══ Data to process ══

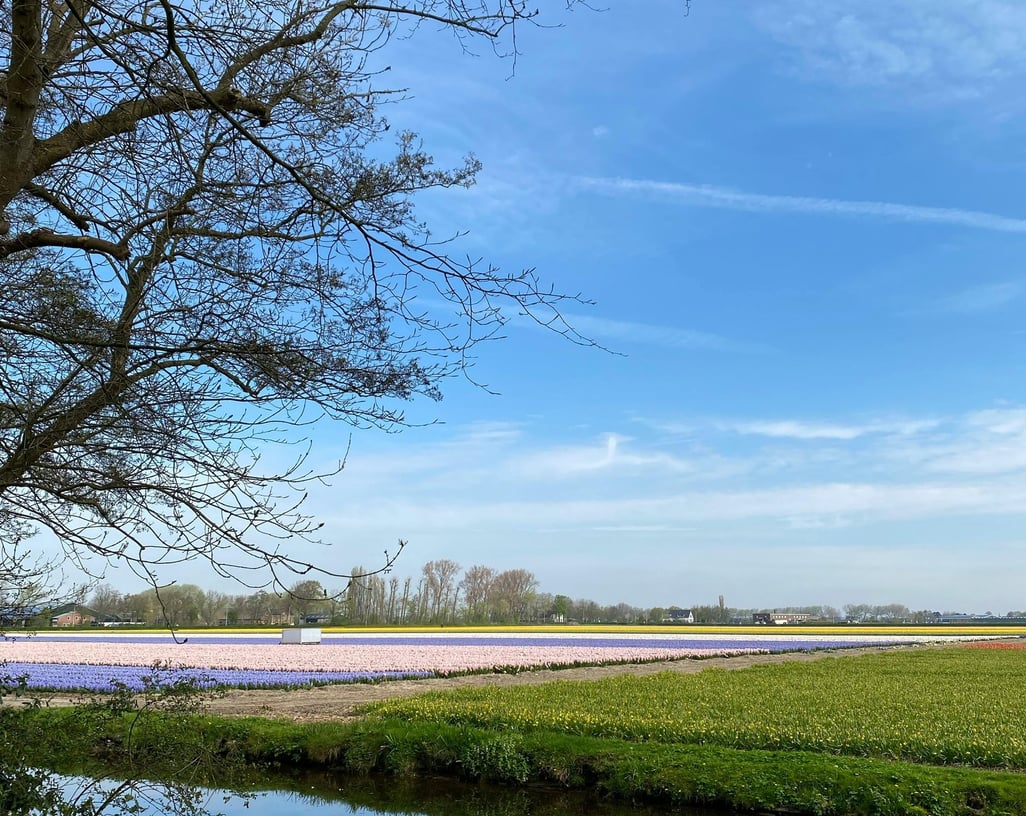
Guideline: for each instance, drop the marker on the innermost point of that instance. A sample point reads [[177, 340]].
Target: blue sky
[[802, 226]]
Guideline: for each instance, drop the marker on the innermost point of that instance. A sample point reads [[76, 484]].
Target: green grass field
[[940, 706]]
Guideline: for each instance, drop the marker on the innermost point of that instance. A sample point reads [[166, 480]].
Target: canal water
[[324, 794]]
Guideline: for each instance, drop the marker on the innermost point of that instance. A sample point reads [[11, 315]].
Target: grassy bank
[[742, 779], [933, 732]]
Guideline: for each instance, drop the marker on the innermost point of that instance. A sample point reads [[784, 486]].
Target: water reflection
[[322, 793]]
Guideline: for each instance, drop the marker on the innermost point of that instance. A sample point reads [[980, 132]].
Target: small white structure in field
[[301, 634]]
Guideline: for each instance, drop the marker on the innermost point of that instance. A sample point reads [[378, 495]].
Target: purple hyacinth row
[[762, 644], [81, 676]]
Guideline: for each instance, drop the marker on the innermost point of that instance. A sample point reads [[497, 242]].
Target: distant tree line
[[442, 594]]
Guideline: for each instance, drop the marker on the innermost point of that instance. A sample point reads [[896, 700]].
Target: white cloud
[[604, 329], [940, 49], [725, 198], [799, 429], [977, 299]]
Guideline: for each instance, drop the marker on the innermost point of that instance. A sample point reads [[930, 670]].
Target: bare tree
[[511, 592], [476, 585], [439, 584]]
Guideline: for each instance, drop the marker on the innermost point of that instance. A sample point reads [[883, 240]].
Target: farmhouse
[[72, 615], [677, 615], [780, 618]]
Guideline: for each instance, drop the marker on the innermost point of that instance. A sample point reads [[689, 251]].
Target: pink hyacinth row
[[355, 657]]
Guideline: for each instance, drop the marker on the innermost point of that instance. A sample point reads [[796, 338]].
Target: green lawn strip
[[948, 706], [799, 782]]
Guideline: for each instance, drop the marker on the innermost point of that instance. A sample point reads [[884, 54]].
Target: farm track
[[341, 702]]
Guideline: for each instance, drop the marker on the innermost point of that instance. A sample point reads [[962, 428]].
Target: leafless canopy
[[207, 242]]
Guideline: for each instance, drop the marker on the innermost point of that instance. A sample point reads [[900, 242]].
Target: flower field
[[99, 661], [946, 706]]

═══
══ Data to process ══

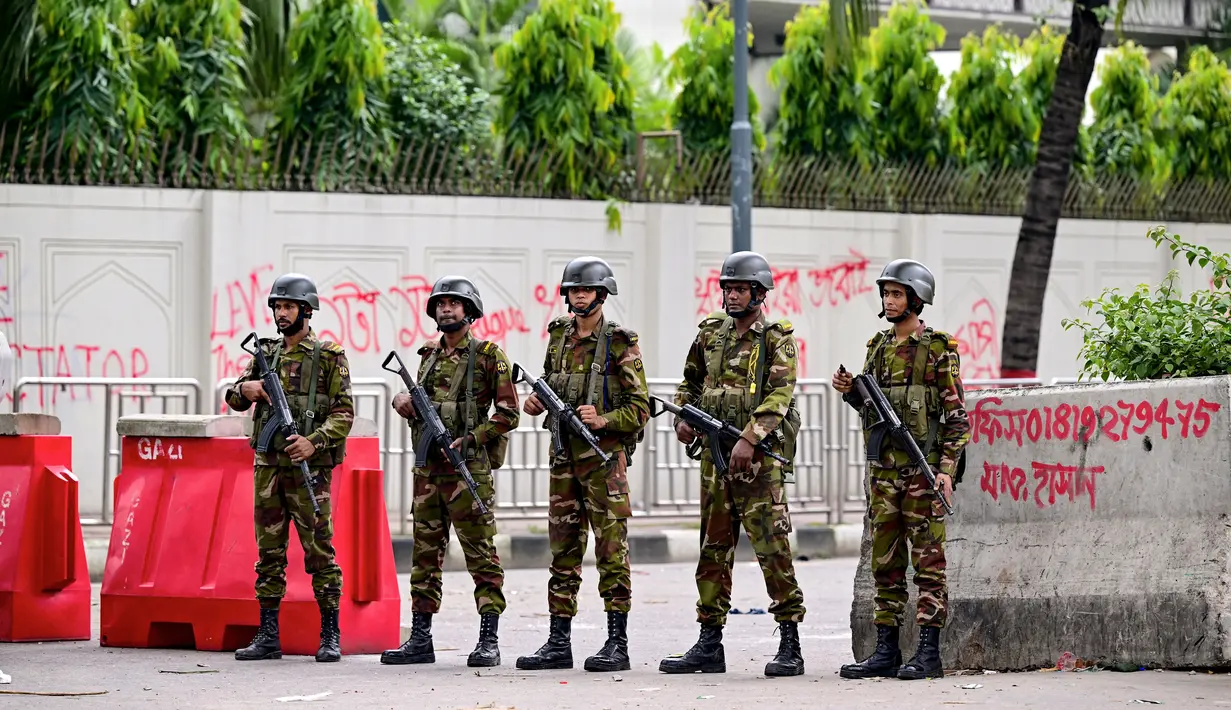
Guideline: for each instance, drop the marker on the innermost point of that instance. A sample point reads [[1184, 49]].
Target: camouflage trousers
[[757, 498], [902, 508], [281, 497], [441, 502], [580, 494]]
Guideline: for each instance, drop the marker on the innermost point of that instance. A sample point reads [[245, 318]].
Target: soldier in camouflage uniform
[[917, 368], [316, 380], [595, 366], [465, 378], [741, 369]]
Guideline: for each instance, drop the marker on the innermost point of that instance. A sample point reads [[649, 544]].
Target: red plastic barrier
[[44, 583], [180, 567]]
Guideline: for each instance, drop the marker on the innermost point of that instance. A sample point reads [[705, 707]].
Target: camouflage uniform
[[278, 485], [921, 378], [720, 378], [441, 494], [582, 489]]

═══

* _Exercise directions_
Give again exactly, and only, the lines above starting at the one with "Target: water reflection" and ending at the one with "reads [[378, 495]].".

* _Answer section_
Target: water reflection
[[322, 793]]
Guideline: for each instance, drop the marker on the innermost point of that instance. A sample point reads [[980, 132]].
Target: small white structure in field
[[301, 634]]
Guideline: for each instance, drop the marker on the innermost point of that instance. A sample point reads [[378, 495]].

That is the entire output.